* DATA TO USE *

— BEGIN —

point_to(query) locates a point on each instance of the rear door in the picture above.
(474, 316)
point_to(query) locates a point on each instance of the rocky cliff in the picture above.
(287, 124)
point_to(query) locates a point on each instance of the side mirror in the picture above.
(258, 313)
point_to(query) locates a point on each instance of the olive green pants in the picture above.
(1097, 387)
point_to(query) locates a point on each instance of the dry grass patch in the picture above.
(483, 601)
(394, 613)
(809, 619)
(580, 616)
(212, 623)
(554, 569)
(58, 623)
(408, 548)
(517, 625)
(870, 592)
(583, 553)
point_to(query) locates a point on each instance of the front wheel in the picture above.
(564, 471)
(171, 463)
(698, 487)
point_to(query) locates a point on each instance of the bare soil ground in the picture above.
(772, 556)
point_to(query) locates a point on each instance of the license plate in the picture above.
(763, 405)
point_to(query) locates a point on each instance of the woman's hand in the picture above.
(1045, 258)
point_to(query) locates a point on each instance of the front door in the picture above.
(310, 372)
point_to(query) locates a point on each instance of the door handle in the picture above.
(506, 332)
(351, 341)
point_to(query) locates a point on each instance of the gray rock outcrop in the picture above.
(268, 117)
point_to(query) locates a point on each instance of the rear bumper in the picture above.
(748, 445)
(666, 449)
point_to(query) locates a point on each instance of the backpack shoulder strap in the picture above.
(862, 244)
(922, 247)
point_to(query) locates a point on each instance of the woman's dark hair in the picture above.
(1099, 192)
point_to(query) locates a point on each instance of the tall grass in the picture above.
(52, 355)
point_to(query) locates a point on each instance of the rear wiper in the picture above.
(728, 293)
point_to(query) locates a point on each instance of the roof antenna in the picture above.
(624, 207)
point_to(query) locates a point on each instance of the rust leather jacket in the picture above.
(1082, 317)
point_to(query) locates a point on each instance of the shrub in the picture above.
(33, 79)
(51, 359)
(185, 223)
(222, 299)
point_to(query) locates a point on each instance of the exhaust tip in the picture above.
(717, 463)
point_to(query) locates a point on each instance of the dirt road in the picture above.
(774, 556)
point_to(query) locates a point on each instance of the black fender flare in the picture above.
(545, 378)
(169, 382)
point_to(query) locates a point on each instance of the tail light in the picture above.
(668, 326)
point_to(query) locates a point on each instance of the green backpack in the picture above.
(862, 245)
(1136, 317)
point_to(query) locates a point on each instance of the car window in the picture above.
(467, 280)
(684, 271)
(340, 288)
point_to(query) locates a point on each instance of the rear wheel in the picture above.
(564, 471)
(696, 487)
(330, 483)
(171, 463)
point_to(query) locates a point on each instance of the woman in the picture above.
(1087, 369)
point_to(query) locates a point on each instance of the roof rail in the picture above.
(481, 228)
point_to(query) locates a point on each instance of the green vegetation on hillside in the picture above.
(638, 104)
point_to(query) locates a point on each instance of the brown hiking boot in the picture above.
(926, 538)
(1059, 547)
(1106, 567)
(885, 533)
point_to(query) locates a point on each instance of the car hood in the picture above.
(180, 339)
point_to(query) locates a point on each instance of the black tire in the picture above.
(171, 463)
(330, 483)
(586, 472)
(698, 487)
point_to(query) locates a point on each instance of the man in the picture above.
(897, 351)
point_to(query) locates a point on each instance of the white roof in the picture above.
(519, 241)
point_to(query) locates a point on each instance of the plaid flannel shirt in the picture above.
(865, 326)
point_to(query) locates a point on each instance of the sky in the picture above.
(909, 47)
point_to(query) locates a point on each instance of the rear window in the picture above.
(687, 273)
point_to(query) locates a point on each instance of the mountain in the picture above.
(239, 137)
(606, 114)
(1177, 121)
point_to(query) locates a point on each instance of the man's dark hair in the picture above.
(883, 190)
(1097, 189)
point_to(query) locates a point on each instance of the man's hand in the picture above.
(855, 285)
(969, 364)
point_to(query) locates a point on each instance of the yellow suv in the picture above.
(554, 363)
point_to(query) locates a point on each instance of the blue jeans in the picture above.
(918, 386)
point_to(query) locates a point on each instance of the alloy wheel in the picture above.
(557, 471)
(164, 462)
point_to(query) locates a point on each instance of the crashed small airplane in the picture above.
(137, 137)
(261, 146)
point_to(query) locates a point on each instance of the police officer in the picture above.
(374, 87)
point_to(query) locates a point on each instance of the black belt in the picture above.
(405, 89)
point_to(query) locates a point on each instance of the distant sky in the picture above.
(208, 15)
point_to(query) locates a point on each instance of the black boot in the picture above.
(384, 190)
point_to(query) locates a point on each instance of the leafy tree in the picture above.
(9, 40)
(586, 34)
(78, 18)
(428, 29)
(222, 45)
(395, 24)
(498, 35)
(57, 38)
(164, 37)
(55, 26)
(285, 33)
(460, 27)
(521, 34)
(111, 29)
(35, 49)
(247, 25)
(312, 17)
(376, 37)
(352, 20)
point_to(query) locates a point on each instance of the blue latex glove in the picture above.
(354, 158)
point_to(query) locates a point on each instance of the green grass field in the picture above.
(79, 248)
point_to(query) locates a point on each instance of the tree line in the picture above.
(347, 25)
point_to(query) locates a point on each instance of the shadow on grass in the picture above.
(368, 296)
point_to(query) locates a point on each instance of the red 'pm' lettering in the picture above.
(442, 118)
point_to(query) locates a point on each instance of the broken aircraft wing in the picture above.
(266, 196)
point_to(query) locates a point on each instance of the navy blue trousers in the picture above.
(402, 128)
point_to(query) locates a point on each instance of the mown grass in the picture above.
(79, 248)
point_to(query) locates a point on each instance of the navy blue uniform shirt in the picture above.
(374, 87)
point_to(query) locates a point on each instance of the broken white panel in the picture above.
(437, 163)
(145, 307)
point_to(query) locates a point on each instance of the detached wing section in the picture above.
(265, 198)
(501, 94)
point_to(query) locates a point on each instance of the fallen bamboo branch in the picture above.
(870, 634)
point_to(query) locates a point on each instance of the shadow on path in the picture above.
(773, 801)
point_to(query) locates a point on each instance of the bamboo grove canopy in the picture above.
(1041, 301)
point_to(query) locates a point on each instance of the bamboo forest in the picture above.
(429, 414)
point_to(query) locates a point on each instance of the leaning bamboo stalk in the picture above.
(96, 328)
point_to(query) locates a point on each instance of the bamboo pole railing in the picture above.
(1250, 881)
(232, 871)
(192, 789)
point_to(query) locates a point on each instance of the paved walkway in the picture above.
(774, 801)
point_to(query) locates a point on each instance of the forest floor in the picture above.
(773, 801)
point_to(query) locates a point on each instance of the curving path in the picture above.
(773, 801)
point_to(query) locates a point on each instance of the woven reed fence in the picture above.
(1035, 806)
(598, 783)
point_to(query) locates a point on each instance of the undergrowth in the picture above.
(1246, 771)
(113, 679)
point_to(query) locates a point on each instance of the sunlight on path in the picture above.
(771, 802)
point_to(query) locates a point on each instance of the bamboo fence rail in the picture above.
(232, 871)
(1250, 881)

— END —

Every record above must be duplicated exactly.

* EXERCISE SOLUTION *
point_to(query) locates a point on each instance of the rear door in the picture above.
(474, 316)
point_to(query) locates a point on each instance of the rocky cliff in the picture above.
(287, 124)
point_to(query) locates a point on each instance of the side mirror in the picture above.
(258, 313)
point_to(query) locates a point on each instance of the olive green pants in the picture above.
(1097, 387)
point_to(query) locates a point on each instance of the dry grass patch in the picture above.
(483, 601)
(394, 613)
(809, 619)
(580, 616)
(212, 623)
(554, 569)
(58, 623)
(408, 548)
(517, 625)
(870, 592)
(583, 553)
point_to(query) locates a point on each instance of the front wheel in the picture above.
(564, 471)
(171, 463)
(698, 487)
point_to(query) locates a point on each instance of the bare soil ground in the picture above.
(772, 556)
point_to(query) locates a point on each instance of the license plate in the picture above.
(763, 405)
point_to(query) locates a point on each instance of the woman's hand in the picture above.
(1045, 258)
point_to(query) locates a point on each instance of the front door in the picture above.
(310, 372)
point_to(query) locates a point on each instance of the door handle in the picture above.
(506, 332)
(351, 341)
point_to(query) locates a point on each instance of the gray rock outcrop in the picture above.
(268, 117)
point_to(query) locates a point on each instance of the rear bumper in the picture above.
(748, 445)
(666, 449)
point_to(query) locates a point on each instance of the backpack shoulder strap in the picture above.
(862, 244)
(922, 247)
point_to(query) locates a point on each instance of the woman's dark hair in the picture above.
(1099, 192)
point_to(query) locates a point on each instance of the tall grass in the picture above.
(52, 355)
point_to(query) locates a point on each instance of the rear wiper in the picture above.
(728, 293)
point_to(query) locates a point on each instance of the roof antenna in the picture above.
(624, 207)
point_to(query) locates a point on each instance of the rust leather jacket in the picture above.
(1082, 317)
point_to(query) locates a point on each instance of the shrub in the picture above.
(33, 79)
(51, 359)
(185, 223)
(222, 299)
point_to(query) locates a point on each instance of the exhaust tip in the picture above.
(717, 463)
point_to(query) locates a point on each instance of the dirt road in the picture above.
(774, 556)
point_to(query) locates a point on each instance of the black fender flare in the picture above.
(545, 378)
(169, 382)
point_to(query) locates a point on each instance of the tail light in the picture above.
(668, 326)
point_to(query) locates a point on each instance of the green backpack in the picture above.
(862, 245)
(1136, 317)
point_to(query) locates a point on each instance of the car window in the picture above.
(467, 280)
(684, 271)
(340, 288)
point_to(query) locates a point on each instance of the rear wheel in the picture above.
(564, 471)
(696, 487)
(330, 483)
(171, 463)
point_to(query) locates a point on each instance of the woman in the picture above.
(1087, 369)
point_to(query) locates a point on each instance of the roof rail in the picture above.
(481, 228)
point_to(query) locates a point on each instance of the green vegetation on hillside in the picture above.
(638, 104)
point_to(query) locates a point on each instance of the brown hiking boot in the picture above.
(926, 538)
(1059, 547)
(1106, 567)
(885, 533)
point_to(query) locates a point on each instance of the car hood in the picture above.
(180, 339)
point_to(query) locates a point on each instance of the black tire in the picture above.
(171, 463)
(330, 483)
(586, 472)
(698, 487)
point_to(query) locates a point on each instance of the man in the picture above.
(897, 351)
point_to(query) locates a point on each instance of the white roof in the picture above.
(519, 241)
point_to(query) locates a point on each instance of the plaid flannel shirt in the picture above.
(865, 326)
point_to(query) locates a point on each instance of the sky in the picture above.
(909, 47)
point_to(query) locates a point on each instance of the rear window in the picture above.
(687, 273)
point_to(query) locates a point on each instance of the mountain in the picture above.
(239, 137)
(606, 114)
(1177, 121)
point_to(query) locates a point on each instance of the man's dark hair in the picture above.
(883, 190)
(1097, 189)
point_to(query) locates a point on each instance of the man's hand in the picture above.
(855, 285)
(969, 364)
point_to(query) locates a point on each instance of the yellow suv in the picture above.
(554, 363)
point_to(query) locates a point on each instance of the blue jeans in the picture above.
(918, 386)
point_to(query) locates a point on each instance of the alloy wheel in the picture above.
(557, 471)
(164, 462)
point_to(query) locates a point on each instance of the crashed small airplane in the picture above.
(137, 137)
(261, 146)
point_to(query) locates a point on each instance of the police officer in the picture above.
(374, 87)
point_to(query) locates a point on each instance of the black belt in the picture above.
(405, 89)
point_to(query) locates a point on each instance of the distant sky in the picture above.
(208, 15)
point_to(query) locates a point on each instance of the black boot in the picture above.
(384, 190)
point_to(query) locates a point on each instance of the leafy tree in the picture above.
(9, 40)
(586, 34)
(78, 18)
(428, 29)
(222, 45)
(395, 24)
(498, 35)
(57, 38)
(164, 37)
(55, 26)
(285, 33)
(460, 27)
(521, 34)
(111, 29)
(35, 49)
(247, 25)
(312, 17)
(376, 37)
(352, 20)
point_to(query) locates a point on each instance of the blue latex glove in the picture above.
(354, 158)
point_to(query) locates a point on each instance of the green grass field in the picture above.
(79, 248)
point_to(query) locates a point on each instance of the tree line in the picture above.
(347, 25)
point_to(query) locates a point on each instance of the shadow on grass in the picture above.
(368, 296)
point_to(query) locates a point on each instance of the red 'pm' lettering in the picture above.
(442, 118)
point_to(query) locates a point on each instance of the broken aircraft wing in the picture above.
(266, 196)
point_to(query) locates a point on each instance of the navy blue trousers in the picture above.
(402, 128)
point_to(query) locates a point on each instance of the mown grass in the picture above.
(79, 248)
point_to(query) locates a point on each instance of the navy blue uniform shirt in the picture above.
(374, 87)
point_to(query) locates a point on each instance of the broken white panel in the picture above.
(437, 163)
(145, 307)
point_to(query) locates a point on each instance of the detached wing section in the picture above.
(265, 198)
(501, 94)
point_to(query) locates a point on each instance of the fallen bamboo branch in the picture above.
(870, 634)
point_to(query) locates a point on each instance of the shadow on path in the picture above.
(773, 801)
point_to(query) locates a point on each instance of the bamboo grove canopy in the picture above.
(1041, 301)
point_to(query) locates a point on each instance of the bamboo forest in the picture above.
(429, 414)
point_to(query) locates a point on each instance of the leaning bamboo stalk in the picture above.
(96, 328)
point_to(query) locates a point on each instance of the bamboo pole railing in the picture above.
(1250, 881)
(232, 871)
(192, 789)
point_to(query) locates a point on each instance of the paved walkway in the picture above.
(774, 801)
point_to(query) locates a point on each instance of the forest floor in the picture above.
(773, 801)
point_to(query) locates a point on each instance of the curving path in the picture above.
(773, 801)
point_to(query) locates a point on each instance of the woven reed fence in the picture above.
(1035, 806)
(598, 783)
point_to(query) locates a point on each instance of the undergrowth in the picture above.
(1246, 771)
(113, 679)
point_to(query) locates a point on each instance of the sunlight on path in the picture above.
(771, 802)
point_to(query) locates a point on each instance of the bamboo fence rail in the picture above.
(232, 871)
(1250, 881)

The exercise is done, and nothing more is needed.